• What the task requires:
Please repeat the material exactly, from its first line through the line holding "box: [390, 44, 535, 144]", inclusive.

• Input material:
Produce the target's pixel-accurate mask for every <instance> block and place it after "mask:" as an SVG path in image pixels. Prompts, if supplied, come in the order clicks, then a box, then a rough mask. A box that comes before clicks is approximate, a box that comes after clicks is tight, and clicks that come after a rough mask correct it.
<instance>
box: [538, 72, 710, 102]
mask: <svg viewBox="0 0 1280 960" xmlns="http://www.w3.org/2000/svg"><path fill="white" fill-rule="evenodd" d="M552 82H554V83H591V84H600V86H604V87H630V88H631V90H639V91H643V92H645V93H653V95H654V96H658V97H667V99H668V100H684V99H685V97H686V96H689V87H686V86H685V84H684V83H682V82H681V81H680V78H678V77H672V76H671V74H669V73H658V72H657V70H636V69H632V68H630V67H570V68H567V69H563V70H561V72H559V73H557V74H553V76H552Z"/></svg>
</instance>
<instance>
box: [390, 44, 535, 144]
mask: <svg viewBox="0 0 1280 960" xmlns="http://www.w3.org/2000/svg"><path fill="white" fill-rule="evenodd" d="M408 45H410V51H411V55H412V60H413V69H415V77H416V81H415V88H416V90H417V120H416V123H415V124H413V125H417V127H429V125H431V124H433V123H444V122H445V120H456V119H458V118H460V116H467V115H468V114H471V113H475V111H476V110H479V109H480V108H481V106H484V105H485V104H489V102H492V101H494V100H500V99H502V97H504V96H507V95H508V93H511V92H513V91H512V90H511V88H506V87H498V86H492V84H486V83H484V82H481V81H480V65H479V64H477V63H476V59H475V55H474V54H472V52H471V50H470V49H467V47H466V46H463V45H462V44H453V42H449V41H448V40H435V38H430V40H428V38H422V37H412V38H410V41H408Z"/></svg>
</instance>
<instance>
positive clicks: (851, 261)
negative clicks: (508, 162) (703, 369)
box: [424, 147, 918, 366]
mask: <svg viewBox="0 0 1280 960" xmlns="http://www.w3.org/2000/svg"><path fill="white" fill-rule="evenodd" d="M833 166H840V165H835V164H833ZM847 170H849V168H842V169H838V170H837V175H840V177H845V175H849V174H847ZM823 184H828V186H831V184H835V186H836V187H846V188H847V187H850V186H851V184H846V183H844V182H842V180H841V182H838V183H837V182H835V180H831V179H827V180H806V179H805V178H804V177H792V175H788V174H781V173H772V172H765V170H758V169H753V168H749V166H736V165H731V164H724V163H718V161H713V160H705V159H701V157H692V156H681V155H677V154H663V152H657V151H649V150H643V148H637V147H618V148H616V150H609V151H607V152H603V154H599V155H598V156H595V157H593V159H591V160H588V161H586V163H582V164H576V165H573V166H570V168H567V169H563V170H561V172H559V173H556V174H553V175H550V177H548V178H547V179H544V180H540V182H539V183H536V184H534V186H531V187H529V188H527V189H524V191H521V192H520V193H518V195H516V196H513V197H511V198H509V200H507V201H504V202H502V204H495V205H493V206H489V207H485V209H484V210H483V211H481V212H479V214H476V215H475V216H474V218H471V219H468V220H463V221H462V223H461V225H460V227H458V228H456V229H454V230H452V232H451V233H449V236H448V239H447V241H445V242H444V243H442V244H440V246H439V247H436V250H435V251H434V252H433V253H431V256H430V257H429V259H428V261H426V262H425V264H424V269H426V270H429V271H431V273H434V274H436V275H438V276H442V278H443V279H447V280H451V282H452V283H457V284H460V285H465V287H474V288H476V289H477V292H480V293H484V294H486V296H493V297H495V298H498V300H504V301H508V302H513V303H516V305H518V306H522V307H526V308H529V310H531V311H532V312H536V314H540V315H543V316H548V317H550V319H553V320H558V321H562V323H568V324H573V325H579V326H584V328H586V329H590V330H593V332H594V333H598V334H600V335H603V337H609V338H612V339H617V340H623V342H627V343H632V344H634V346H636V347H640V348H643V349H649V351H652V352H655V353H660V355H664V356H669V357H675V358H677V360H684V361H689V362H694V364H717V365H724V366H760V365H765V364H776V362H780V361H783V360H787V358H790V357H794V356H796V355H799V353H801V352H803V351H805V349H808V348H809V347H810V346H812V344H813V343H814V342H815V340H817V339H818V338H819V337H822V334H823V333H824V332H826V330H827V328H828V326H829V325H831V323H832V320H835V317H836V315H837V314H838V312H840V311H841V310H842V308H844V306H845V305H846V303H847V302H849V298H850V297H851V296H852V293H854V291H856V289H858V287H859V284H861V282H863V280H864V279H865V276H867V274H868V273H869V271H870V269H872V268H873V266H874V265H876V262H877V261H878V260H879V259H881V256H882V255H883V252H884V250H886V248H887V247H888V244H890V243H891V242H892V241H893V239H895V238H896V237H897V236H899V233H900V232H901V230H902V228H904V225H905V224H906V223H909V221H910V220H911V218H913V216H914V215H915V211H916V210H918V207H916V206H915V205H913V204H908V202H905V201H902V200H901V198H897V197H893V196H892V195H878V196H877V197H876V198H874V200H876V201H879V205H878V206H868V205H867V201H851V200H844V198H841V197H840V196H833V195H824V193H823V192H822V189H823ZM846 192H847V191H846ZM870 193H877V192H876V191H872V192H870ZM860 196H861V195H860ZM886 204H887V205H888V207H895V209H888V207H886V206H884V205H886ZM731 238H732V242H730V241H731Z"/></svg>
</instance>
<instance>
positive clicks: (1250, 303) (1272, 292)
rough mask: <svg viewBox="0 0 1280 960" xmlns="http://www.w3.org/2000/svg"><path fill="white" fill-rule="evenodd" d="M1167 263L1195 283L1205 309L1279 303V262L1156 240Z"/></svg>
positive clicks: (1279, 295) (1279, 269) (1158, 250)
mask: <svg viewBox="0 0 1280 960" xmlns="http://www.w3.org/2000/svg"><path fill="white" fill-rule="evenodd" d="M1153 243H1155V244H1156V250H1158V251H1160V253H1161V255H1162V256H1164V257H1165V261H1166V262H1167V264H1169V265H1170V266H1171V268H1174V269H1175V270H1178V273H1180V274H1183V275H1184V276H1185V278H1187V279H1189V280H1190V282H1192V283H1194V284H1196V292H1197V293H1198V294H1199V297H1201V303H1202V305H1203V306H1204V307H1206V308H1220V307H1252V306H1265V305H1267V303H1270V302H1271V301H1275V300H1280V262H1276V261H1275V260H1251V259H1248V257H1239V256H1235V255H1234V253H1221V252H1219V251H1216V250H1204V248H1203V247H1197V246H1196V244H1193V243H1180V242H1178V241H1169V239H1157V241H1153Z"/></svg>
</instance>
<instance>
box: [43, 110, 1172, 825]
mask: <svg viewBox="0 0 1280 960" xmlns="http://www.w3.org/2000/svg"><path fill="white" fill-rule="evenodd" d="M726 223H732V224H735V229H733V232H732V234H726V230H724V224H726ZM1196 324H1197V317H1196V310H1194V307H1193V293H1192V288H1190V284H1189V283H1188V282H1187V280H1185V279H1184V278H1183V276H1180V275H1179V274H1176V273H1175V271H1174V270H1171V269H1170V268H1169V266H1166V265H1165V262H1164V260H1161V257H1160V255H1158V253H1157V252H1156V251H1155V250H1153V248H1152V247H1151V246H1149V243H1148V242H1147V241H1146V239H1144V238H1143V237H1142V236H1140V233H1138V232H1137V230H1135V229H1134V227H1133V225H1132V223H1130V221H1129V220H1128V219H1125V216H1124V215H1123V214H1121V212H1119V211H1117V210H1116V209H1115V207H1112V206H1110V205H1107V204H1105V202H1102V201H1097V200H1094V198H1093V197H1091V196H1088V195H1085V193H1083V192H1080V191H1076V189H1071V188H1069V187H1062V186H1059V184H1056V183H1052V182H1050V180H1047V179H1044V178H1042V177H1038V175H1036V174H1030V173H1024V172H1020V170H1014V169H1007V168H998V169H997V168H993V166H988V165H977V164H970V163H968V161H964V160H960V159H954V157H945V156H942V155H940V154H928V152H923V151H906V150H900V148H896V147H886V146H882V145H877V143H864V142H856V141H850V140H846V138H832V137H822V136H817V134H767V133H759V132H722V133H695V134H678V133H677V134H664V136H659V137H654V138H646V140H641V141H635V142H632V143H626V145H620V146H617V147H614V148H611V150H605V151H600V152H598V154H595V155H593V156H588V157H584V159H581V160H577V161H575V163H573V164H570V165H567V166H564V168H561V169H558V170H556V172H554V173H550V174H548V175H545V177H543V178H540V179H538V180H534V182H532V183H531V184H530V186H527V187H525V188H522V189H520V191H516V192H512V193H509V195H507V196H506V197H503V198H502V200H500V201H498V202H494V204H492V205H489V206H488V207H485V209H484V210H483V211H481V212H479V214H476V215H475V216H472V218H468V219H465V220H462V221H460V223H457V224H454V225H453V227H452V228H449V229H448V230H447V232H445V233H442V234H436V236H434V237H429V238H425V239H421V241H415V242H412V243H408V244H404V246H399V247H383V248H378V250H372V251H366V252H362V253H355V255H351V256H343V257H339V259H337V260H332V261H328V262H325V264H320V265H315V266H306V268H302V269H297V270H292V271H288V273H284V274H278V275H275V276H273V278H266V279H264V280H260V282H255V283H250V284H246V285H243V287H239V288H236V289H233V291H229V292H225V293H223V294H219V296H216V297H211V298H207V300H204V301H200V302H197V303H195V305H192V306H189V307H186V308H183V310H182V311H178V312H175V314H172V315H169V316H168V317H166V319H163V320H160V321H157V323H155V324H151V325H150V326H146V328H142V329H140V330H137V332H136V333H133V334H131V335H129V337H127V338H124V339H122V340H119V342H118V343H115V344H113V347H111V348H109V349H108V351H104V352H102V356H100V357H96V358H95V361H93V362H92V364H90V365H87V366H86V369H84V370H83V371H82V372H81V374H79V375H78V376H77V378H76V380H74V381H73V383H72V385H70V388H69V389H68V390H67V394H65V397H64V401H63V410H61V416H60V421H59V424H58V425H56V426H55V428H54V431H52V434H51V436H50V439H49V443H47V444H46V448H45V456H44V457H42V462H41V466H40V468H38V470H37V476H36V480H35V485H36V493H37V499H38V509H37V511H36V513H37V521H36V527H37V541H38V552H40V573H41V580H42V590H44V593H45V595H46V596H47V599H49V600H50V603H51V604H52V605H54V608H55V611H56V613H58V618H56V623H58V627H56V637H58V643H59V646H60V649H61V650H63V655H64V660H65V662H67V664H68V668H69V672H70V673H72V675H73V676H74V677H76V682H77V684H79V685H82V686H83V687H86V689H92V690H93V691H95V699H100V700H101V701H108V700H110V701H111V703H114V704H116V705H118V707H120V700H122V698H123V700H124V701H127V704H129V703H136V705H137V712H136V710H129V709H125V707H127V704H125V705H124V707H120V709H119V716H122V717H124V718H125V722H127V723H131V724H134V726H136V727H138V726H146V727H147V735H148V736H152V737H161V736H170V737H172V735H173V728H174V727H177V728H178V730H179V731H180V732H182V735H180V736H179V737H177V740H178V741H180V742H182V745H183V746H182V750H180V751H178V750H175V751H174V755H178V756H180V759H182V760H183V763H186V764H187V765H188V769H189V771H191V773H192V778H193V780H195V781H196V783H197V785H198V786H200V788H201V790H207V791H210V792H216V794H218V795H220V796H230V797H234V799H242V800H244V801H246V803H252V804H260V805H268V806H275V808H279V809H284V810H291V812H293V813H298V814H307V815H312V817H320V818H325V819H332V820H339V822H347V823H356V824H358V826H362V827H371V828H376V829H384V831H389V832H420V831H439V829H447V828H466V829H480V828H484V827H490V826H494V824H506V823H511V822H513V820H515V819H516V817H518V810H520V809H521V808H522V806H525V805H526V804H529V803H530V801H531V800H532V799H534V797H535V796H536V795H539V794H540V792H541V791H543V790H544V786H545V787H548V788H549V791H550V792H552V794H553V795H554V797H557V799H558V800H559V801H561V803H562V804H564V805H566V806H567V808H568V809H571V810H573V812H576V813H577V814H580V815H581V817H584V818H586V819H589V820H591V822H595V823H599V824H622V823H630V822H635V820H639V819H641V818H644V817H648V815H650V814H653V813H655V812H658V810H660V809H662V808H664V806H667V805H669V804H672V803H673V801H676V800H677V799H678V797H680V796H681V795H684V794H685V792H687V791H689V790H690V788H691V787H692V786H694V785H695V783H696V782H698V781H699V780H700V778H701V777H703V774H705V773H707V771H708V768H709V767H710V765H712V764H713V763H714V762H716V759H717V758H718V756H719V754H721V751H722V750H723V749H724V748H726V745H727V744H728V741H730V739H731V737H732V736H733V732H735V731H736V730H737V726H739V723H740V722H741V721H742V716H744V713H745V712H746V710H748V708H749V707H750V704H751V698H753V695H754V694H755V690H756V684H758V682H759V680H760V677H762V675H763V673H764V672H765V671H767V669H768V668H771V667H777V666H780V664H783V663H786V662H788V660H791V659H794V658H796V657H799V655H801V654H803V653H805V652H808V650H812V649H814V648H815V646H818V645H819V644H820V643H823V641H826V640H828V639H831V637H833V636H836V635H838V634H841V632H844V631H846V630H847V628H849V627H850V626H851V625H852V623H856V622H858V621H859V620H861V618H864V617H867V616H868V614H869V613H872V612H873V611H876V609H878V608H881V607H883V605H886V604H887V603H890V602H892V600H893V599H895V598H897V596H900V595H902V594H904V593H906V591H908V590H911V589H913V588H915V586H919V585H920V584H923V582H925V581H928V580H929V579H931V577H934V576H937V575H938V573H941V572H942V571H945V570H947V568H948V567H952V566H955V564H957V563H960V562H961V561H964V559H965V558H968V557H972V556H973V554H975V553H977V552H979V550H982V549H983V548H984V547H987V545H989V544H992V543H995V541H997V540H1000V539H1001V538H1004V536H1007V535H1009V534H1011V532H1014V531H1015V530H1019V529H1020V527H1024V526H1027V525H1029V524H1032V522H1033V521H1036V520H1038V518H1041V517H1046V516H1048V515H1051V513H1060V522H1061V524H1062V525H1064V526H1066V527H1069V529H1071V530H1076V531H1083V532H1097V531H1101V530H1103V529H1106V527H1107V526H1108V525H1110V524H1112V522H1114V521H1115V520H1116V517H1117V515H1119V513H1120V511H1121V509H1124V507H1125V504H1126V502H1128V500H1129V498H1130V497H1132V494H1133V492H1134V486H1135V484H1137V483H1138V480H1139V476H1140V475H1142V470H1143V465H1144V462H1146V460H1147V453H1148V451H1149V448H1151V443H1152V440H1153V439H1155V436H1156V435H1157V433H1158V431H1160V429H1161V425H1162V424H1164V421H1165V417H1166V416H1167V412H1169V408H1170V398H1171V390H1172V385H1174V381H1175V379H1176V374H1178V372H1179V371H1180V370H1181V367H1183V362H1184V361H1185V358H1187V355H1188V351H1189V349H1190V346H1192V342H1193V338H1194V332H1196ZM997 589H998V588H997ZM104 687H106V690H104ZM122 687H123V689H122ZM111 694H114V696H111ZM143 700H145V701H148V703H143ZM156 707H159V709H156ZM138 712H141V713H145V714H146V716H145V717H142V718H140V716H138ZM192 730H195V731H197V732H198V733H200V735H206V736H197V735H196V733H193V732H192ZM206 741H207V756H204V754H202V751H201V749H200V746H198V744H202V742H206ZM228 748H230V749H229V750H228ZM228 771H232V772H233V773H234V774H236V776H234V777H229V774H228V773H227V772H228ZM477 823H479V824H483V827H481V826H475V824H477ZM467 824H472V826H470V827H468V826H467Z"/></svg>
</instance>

• Answer space:
Produce the target's pixel-accurate mask for every <instance> block and place it after "mask:" as an SVG path in image pixels. Prompts, if supplied, come in the order clicks, then a box, then a rough mask. A box that comes before clicks is approximate, a box that comes after clicks is tight, and clicks that come after a rough mask correct it.
<instance>
box: [538, 72, 710, 102]
mask: <svg viewBox="0 0 1280 960" xmlns="http://www.w3.org/2000/svg"><path fill="white" fill-rule="evenodd" d="M552 82H554V83H591V84H600V86H604V87H630V88H631V90H639V91H643V92H645V93H653V95H654V96H658V97H667V99H668V100H684V99H685V97H686V96H689V87H686V86H685V84H684V83H682V82H681V81H680V78H678V77H672V76H671V74H669V73H658V72H657V70H636V69H632V68H630V67H570V68H567V69H563V70H561V72H559V73H557V74H553V76H552Z"/></svg>
</instance>
<instance>
box: [390, 44, 535, 144]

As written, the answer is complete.